▶ Document extract
::::::::::

Henri Cole (born 1956) is an American poet, who has published many collections of poetry and a memoir. His books have been translated into French, Spanish, Italian, German, and Arabic.

Biography
Henri Cole was born in Fukuoka, Japan, to an American father and French-Armenian mother, and raised in Virginia, United States.  His father, a North Carolinian, enlisted in the service after graduating from high school and, while stationed in Marseilles, met Cole's mother, who worked at the PX.  Together they lived in Japan, Germany, Illinois, California, Nevada, Missouri and Virginia, where Cole attended public schools and the College of William and Mary.  He has published ten collections of poetry in English.

From 1982 until 1988 he was executive director of The Academy of American Poets.

::::::::::

▶ Records shown
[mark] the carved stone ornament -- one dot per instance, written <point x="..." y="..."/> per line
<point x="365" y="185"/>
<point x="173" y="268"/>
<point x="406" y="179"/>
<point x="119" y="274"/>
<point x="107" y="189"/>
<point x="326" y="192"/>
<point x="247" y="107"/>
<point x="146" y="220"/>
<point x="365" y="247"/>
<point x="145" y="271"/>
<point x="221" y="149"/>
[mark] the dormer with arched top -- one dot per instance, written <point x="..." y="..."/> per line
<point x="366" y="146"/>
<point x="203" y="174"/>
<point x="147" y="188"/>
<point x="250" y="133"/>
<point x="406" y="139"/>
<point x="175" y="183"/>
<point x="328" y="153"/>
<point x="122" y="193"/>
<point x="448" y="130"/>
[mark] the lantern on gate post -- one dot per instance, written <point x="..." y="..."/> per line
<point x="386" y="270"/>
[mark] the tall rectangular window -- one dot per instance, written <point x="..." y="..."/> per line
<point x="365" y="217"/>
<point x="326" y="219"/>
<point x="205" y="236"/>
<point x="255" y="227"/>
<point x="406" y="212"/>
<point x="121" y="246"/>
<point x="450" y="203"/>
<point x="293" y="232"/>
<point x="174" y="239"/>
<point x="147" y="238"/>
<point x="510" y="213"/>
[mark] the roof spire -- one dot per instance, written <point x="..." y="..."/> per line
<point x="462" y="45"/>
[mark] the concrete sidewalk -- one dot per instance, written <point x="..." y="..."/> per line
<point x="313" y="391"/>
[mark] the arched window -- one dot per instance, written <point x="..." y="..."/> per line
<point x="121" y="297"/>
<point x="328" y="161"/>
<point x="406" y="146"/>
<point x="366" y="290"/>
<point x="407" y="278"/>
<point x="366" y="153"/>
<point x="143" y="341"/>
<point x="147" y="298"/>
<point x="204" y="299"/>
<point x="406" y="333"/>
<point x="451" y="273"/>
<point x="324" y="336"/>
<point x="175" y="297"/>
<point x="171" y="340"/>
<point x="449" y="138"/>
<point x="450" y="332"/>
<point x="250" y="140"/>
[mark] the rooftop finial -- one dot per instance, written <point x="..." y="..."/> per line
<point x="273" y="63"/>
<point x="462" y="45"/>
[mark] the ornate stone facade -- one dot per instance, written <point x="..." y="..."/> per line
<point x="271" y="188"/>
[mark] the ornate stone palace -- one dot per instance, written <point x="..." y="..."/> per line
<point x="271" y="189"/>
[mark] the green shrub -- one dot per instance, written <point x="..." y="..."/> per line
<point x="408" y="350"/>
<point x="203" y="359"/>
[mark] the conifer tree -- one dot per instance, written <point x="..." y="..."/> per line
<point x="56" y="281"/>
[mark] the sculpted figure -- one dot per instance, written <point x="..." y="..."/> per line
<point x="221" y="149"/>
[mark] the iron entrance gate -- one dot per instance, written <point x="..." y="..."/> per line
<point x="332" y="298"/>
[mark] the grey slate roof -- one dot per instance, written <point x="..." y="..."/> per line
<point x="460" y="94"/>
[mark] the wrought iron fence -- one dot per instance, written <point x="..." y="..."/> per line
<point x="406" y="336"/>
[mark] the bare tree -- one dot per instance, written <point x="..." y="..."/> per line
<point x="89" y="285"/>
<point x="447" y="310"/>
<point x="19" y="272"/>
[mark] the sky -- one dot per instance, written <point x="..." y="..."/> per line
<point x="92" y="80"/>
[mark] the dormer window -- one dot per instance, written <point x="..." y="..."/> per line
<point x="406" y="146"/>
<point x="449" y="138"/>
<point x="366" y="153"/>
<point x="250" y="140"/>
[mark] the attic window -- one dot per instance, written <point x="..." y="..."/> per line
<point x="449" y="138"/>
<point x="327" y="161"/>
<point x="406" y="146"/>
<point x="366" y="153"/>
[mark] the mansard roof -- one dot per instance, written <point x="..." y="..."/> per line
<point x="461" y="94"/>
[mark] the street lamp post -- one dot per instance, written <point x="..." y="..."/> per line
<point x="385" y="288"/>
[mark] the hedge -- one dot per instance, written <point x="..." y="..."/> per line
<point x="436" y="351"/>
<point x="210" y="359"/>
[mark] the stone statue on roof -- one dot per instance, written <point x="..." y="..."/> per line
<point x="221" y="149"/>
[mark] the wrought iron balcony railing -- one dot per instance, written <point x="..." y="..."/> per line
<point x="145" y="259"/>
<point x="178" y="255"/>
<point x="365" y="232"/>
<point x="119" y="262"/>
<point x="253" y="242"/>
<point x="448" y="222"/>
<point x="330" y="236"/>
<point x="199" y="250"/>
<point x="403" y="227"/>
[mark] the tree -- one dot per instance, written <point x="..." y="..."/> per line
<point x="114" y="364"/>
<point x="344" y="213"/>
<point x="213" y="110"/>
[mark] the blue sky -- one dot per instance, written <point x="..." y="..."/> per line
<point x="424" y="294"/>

::::::::::

▶ Problems and tasks
A – Answer these questions using the Henri Cole biography above.
(i) Into which languages have his books been translated?
(ii) Where was his father stationed when he met Cole's mother?
(iii) What position did Cole hold from 1982 until 1988?
B – For each statement below, say whether the Henri Cole biography above supports it, and quote the words that decide it.
(i) Cole was raised in Virginia.
(ii) Cole's mother was Japanese.
(iii) Cole has published five collections of poetry in English.
C – From the Henri Cole biography above, write out the passage starting with "Henri Cole (born" and going on through "poetry in English.".

▶ Results of the tasks
A –
(i) French, Spanish, Italian, German, and Arabic.
(ii) Marseilles.
(iii) Executive director of The Academy of American Poets.

B –
(i) Yes: "raised in Virginia, United States."
(ii) No: "to an American father and French-Armenian mother"
(iii) No: "He has published ten collections of poetry in English."

C –
Henri Cole (born 1956) is an American poet, who has published many collections of poetry and a memoir. His books have been translated into French, Spanish, Italian, German, and Arabic.

Biography
Henri Cole was born in Fukuoka, Japan, to an American father and French-Armenian mother, and raised in Virginia, United States.  His father, a North Carolinian, enlisted in the service after graduating from high school and, while stationed in Marseilles, met Cole's mother, who worked at the PX.  Together they lived in Japan, Germany, Illinois, California, Nevada, Missouri and Virginia, where Cole attended public schools and the College of William and Mary.  He has published ten collections of poetry in English.